-------- Input

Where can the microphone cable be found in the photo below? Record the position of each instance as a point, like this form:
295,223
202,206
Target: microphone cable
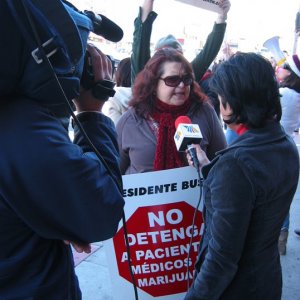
88,140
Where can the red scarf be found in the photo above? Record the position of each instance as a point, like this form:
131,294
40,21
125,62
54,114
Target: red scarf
166,154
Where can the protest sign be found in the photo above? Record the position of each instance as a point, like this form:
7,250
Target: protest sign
212,5
163,242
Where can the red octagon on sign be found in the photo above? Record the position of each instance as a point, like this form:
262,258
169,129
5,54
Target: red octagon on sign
159,238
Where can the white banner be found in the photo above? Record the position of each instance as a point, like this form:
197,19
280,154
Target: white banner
159,214
212,5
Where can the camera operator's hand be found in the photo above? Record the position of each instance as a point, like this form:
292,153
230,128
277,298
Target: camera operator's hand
102,69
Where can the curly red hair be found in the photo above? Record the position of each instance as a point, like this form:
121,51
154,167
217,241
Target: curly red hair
144,88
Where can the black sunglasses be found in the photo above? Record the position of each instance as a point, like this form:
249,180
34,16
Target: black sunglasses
175,80
286,66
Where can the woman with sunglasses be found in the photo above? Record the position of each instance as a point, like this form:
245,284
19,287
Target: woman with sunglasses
164,90
288,76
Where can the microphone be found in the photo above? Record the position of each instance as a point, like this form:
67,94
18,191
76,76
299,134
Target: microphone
105,27
187,134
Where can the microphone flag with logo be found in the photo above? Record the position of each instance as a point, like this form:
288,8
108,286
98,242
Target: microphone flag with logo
187,134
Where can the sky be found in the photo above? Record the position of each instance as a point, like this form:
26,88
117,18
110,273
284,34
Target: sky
249,22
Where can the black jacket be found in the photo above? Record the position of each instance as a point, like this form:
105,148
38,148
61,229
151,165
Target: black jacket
248,190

----------------

Retype all the entries exactly; drop the pictures.

# Solution for this exercise:
Where can the microphone cable be found in the photo below? Record the position of each instance as a point, like this form:
295,223
202,206
Target: microphone cable
88,140
Where can the red scarf be found in the photo above? Record the position of each instance as a point, like this form:
131,294
40,21
125,62
54,114
Target: red scarf
166,154
Where can the protest sign be found in the photo above? Record the position of each instance as a point, like this form:
7,250
Target: protest sign
212,5
163,242
Where can the red octagon on sign be found in the photo above? Record the position of each instance as a point, like this form:
262,258
169,129
5,54
Target: red octagon on sign
159,238
Where can the white banner be found in the photo above? Record the position of each instance as a point, like this form:
197,19
280,154
Target: white banner
159,214
212,5
Where can the camera operator's hand be found in the photo above? Record the position of each instance as a point, like this form:
292,153
230,128
277,298
Target: camera operator's hand
102,69
Where can the curly red hair be found in the photo above? Record the position of each instance as a point, like this form:
121,51
154,167
217,241
Target: curly red hair
144,88
Where can the black sunglasses be found in the photo above? Record the position of each instance as a point, like this form:
249,180
34,16
Target: black sunglasses
175,80
286,66
Where can the woman with sunglasses be found in the photo above? Record the position of each instance as a point, like this form:
245,284
19,287
Target: woman with sunglasses
164,90
288,76
Where can the microphone be found in the photo above? Record the position of each instance as a point, like this form:
67,94
18,191
76,76
299,134
Target: microphone
105,27
187,134
Where can the microphone flag with logo be found in the photo above? Record the position of each instance as a point, like this form:
288,8
108,286
98,242
Target: microphone flag with logo
187,134
Where can the sky be found in the photo above? Record the position of each instance as a point, like this form:
26,88
117,18
110,273
284,34
Target: sky
249,22
Where can the black jacket be found in the photo above? Record the position of each instance as a point, like this form:
105,148
38,148
61,229
151,165
Target: black jacket
248,190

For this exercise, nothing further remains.